Rewrite every line of the records below, requests included, and shift each bounding-box coordinate in the answers up by 126. Leave the pictures out.

--- BEGIN Stored data ---

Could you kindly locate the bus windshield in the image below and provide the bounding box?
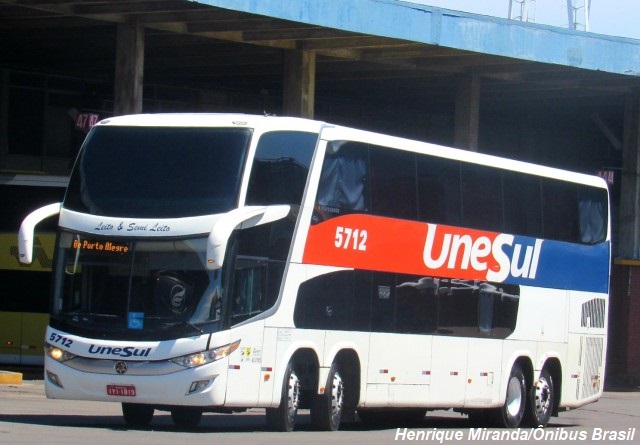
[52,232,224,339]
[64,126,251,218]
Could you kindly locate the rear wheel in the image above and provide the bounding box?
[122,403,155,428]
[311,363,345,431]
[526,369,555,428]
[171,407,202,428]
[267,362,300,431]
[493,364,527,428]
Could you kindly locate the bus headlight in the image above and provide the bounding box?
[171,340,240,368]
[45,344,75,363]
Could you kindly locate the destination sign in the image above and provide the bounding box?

--- END Stored data ---

### In response:
Could you kindly locate the bus windshield in the image below and provide the bounding box?
[178,358,350,465]
[190,252,377,344]
Could you kindly locate the rear wheel in the image above and provide the bounding box?
[248,529,281,554]
[437,489,471,557]
[652,495,681,554]
[297,533,328,554]
[393,488,426,557]
[619,490,653,554]
Could you kindly locate the bus headlight in the image above and provide the bounding box?
[297,466,366,494]
[171,470,201,489]
Could you kindly locate the destination sign in the image above and provide the bounding box?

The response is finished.